CUPLIKAN TEKS >>
■ ■ ■ ■ ■ ■ ■
Pada 16 Maret 1972, penghancuran pertama bangunan di Pruitt-Igoe disiarkan di televisi nasional. Satu bulan kemudian, penghancuran kedua juga disiarkan. Foto ikonik penghancuran sangat berpengaruh di berbagai bidang – dari perencanaan kebijakan hingga arsitektur. Sejarah panjang Perumahan Rakyat dan berubahnya kota Amerika turut tergambar di situ.

1956, St. Louis, Missouri, USA — 1956 aerial view of the massive Pruitt-Igoe housing project in St. Louis. Minoru Yamasaki, architect. — © Bettmann/CORBIS

Dalam ikatan keprofesian arsitek Amerika pun muncul kritik terhadap Pruitt-Igoe.[11] Di masa kini, mudah bagi beberapa praktisi dan akademisi untuk melihat bahwa Pruitt-Igoe tidak mengindahkan faktor skala dan keberagaman fungsi (mixed-use). Penyeragaman bentuk dari rancangan awal telah dilakukan demi mengurangi anggaran. Skala pembangunan dianggap tidak sesuai dengan bentuk kota (lihat Gambar 4). Kolaborasi multidispliner antara pembuat kebijakan dengan semua profesi terkait pembangunan sangat mendesak dibutuhkan.
■ ■ ■ ■ ■ ■ ■
DATA YANG DIBERIKAN >>
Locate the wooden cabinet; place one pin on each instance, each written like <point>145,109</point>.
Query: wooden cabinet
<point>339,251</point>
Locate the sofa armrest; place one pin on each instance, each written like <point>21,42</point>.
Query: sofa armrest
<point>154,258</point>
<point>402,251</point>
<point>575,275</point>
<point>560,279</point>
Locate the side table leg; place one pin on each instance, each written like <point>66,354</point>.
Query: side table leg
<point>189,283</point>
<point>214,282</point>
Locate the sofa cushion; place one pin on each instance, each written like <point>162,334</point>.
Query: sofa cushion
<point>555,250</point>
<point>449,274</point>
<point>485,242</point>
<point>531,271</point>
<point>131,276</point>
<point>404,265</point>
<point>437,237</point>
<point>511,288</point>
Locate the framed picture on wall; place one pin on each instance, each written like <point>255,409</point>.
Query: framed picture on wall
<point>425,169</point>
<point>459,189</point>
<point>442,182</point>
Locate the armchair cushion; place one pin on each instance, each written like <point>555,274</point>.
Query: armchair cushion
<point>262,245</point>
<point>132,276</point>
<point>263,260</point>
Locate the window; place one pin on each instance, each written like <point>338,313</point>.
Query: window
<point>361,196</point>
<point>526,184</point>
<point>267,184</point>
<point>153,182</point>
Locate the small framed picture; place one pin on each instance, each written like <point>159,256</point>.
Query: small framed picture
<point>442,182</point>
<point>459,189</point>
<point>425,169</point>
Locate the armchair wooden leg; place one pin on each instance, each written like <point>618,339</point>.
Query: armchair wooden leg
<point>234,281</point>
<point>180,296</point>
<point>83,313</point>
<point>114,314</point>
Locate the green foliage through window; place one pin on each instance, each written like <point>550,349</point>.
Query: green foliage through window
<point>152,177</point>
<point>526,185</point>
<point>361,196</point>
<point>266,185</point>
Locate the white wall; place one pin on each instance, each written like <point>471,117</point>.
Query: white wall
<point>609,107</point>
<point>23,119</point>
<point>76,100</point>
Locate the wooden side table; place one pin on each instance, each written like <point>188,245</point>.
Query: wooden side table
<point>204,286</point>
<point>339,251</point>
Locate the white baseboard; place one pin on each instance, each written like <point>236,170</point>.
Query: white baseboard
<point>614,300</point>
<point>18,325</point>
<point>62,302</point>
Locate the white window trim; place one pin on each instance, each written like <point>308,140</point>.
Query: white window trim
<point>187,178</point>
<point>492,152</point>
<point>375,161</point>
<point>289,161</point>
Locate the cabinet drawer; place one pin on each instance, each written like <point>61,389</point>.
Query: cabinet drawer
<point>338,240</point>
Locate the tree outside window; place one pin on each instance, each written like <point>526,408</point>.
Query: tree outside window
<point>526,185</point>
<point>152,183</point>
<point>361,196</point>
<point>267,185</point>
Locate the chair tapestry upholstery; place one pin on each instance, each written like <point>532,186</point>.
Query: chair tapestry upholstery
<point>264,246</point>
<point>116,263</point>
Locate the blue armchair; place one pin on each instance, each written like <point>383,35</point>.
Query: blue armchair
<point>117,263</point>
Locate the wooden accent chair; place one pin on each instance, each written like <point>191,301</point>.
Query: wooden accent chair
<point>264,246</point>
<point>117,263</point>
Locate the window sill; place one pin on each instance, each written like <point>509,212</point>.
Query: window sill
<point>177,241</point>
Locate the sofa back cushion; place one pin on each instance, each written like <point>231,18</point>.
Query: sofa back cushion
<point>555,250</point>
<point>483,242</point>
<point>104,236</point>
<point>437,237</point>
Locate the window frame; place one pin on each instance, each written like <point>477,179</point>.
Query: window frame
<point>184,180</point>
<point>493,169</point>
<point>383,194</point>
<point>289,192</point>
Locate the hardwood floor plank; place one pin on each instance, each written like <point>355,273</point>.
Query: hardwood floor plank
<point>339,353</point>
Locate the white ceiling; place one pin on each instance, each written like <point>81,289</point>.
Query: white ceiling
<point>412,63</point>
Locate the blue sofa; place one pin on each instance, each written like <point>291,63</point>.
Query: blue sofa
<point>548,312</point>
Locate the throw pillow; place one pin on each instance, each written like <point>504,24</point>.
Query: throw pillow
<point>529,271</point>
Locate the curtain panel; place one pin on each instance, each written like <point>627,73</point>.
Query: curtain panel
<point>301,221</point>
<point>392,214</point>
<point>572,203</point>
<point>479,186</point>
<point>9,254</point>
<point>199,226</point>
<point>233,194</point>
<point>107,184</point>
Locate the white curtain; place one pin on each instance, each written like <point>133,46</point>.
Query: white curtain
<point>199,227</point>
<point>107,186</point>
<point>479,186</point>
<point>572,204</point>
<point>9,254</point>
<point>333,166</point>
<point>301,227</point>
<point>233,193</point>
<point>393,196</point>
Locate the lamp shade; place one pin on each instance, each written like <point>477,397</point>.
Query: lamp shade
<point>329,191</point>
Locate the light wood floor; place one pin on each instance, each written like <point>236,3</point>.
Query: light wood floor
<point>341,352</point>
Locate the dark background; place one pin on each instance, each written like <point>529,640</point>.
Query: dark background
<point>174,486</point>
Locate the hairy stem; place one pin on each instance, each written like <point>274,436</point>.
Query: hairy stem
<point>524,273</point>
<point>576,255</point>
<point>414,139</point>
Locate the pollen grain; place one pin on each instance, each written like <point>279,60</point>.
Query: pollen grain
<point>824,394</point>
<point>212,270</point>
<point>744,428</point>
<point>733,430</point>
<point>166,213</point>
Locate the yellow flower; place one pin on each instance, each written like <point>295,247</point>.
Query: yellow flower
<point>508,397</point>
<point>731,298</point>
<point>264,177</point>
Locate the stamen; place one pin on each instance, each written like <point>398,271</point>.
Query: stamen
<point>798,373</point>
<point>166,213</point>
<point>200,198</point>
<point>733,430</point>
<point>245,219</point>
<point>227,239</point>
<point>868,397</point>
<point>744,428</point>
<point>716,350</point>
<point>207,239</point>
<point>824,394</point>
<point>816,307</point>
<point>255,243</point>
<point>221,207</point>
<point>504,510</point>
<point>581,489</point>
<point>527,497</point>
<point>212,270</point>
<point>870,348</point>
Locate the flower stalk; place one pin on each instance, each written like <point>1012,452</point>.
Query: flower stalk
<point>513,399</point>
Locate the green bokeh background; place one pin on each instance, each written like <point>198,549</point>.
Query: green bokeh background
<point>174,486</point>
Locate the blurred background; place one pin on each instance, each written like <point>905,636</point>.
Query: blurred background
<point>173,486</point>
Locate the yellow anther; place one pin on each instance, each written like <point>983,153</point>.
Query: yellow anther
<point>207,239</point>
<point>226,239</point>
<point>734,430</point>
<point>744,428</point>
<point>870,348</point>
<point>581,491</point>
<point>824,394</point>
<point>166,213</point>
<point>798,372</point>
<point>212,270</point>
■ ■ ■ ■ ■ ■ ■
KERJAKAN BERIKUT INI >>
1. Tolong sebutkan semua nama wilayah geografis (kota, negara bagian, atau negara) yang muncul dalam cuplikan tentang Pruitt-Igoe.
2. Susun baris-baris daftar sebagai list JSON berisi string, satu string untuk tiap baris dan tanpa baris kosong, mulai dari baris pertama daftar dan berakhir pada baris yang memuat "<point>114,314</point>".
Cuplikan teks dan daftar di atas diambil dari sumber yang berbeda.

JAWABAN >>
1.
- St. Louis
- Missouri
- USA
- Amerika

2.
[
  "Locate the wooden cabinet; place one pin on each instance, each written like <point>145,109</point>.",
  "Query: wooden cabinet",
  "<point>339,251</point>",
  "Locate the sofa armrest; place one pin on each instance, each written like <point>21,42</point>.",
  "Query: sofa armrest",
  "<point>154,258</point>",
  "<point>402,251</point>",
  "<point>575,275</point>",
  "<point>560,279</point>",
  "Locate the side table leg; place one pin on each instance, each written like <point>66,354</point>.",
  "Query: side table leg",
  "<point>189,283</point>",
  "<point>214,282</point>",
  "Locate the sofa cushion; place one pin on each instance, each written like <point>162,334</point>.",
  "Query: sofa cushion",
  "<point>555,250</point>",
  "<point>449,274</point>",
  "<point>485,242</point>",
  "<point>531,271</point>",
  "<point>131,276</point>",
  "<point>404,265</point>",
  "<point>437,237</point>",
  "<point>511,288</point>",
  "Locate the framed picture on wall; place one pin on each instance, each written like <point>255,409</point>.",
  "Query: framed picture on wall",
  "<point>425,169</point>",
  "<point>459,189</point>",
  "<point>442,182</point>",
  "Locate the armchair cushion; place one pin on each instance, each written like <point>555,274</point>.",
  "Query: armchair cushion",
  "<point>262,245</point>",
  "<point>132,276</point>",
  "<point>263,260</point>",
  "Locate the window; place one pin on each instance, each written like <point>338,313</point>.",
  "Query: window",
  "<point>361,196</point>",
  "<point>526,184</point>",
  "<point>267,184</point>",
  "<point>153,182</point>",
  "Locate the small framed picture; place one pin on each instance, each written like <point>159,256</point>.",
  "Query: small framed picture",
  "<point>442,182</point>",
  "<point>459,189</point>",
  "<point>425,169</point>",
  "Locate the armchair wooden leg; place one pin on each instance, each written like <point>618,339</point>.",
  "Query: armchair wooden leg",
  "<point>234,281</point>",
  "<point>180,296</point>",
  "<point>83,313</point>",
  "<point>114,314</point>"
]